··· Data for the task
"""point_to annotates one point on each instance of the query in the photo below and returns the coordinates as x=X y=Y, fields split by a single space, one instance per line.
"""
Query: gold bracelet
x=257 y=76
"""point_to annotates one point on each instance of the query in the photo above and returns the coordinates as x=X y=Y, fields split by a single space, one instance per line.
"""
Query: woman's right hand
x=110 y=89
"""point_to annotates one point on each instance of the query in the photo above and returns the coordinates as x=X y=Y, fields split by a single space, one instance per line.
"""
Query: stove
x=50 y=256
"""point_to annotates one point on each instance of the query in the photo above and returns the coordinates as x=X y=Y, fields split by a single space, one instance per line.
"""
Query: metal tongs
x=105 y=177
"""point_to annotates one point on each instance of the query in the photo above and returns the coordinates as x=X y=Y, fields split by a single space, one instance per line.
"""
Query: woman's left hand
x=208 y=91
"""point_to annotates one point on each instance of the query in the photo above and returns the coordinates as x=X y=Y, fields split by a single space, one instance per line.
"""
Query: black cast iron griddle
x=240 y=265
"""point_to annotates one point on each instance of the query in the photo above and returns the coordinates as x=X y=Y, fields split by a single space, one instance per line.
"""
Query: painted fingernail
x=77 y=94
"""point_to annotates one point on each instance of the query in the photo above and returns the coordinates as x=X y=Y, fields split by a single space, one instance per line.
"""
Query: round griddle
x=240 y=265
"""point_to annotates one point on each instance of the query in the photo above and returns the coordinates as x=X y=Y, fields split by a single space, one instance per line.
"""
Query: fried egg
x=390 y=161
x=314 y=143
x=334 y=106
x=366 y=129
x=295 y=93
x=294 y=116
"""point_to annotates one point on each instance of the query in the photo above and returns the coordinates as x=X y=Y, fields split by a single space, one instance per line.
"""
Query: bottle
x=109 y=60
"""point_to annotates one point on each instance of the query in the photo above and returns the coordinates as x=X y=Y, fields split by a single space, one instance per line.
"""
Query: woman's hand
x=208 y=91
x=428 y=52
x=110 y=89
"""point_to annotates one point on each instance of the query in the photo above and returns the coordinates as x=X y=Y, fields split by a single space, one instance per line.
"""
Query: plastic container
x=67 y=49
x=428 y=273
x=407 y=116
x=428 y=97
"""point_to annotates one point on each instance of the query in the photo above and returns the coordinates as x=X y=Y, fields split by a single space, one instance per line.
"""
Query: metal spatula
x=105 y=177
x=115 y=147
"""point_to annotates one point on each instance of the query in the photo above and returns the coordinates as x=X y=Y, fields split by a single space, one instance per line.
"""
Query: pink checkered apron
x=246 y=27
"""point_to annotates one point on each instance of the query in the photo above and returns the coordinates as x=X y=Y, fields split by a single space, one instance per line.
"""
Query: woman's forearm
······
## Task instructions:
All of the data above needs to be given again exactly.

## Your solution:
"""point_to annotates one point on each instance of the query in the photo below and returns the coordinates as x=X y=Y, fields split by a single space, one instance per line.
"""
Query: gold bracelet
x=257 y=76
"""point_to annotates one point on each instance of the query in the photo above and returns the coordinates as x=X y=Y, fields split by a single space, one instance per line.
"""
Query: woman's right hand
x=110 y=89
"""point_to annotates one point on each instance of the query in the photo above and returns the coordinates as x=X y=Y, fields split by a single space, one instance per line.
"""
Query: stove
x=50 y=256
"""point_to annotates one point on each instance of the query in the photo above and returns the coordinates as x=X y=Y, fields split by a single space, one instance per line.
"""
Query: metal tongs
x=105 y=177
"""point_to annotates one point on each instance of the query in the photo above and returns the coordinates as x=X y=Y, fields split by a single space, one instance per line.
"""
Query: woman's left hand
x=208 y=91
"""point_to annotates one point on each instance of the query in the photo above and returns the coordinates as x=X y=Y, fields split by a single space, one instance per line.
"""
Query: black cast iron griddle
x=240 y=265
"""point_to annotates one point on each instance of the query in the photo above and returns the coordinates as x=X y=Y, fields split by a single space, one instance per line.
"""
Query: painted fingernail
x=77 y=94
"""point_to annotates one point on each instance of the query in the photo above and returns the coordinates as x=X y=Y, fields split by a single space, one instance per line.
"""
Query: round griddle
x=240 y=265
"""point_to annotates one point on each instance of the query in the photo above and returns the coordinates as x=X y=Y, fields split by a single space, one instance per line.
"""
Query: fried egg
x=390 y=161
x=314 y=143
x=334 y=106
x=366 y=129
x=295 y=93
x=294 y=116
"""point_to annotates one point on each instance of the query in the photo above and returns the coordinates as x=X y=Y, fields split by a single space, one instance per line.
"""
Query: bottle
x=109 y=60
"""point_to annotates one point on each instance of the query in the photo above and returns the coordinates as x=X y=Y, fields split by a single space, one instance per line.
"""
Query: woman's hand
x=208 y=91
x=428 y=52
x=110 y=89
"""point_to annotates one point on each instance of the query in the photo above and returns the coordinates as x=X y=Y, fields split by a single space, one instance per line.
"""
Query: plastic container
x=67 y=49
x=428 y=273
x=407 y=116
x=428 y=97
"""point_to annotates one point on each instance of the query in the photo above and returns the coordinates as x=X y=Y, fields split by a single space, one instance per line.
"""
Query: metal spatula
x=105 y=177
x=115 y=147
"""point_to annotates one point on each instance of the query in the photo above and returns the coordinates as x=X y=Y, fields split by a single space, one instance per line.
"""
Query: pink checkered apron
x=246 y=27
"""point_to annotates one point on each instance of the query in the photo above and returns the coordinates as x=X y=Y, fields split by a single space, one instance per line.
"""
Query: woman's forearm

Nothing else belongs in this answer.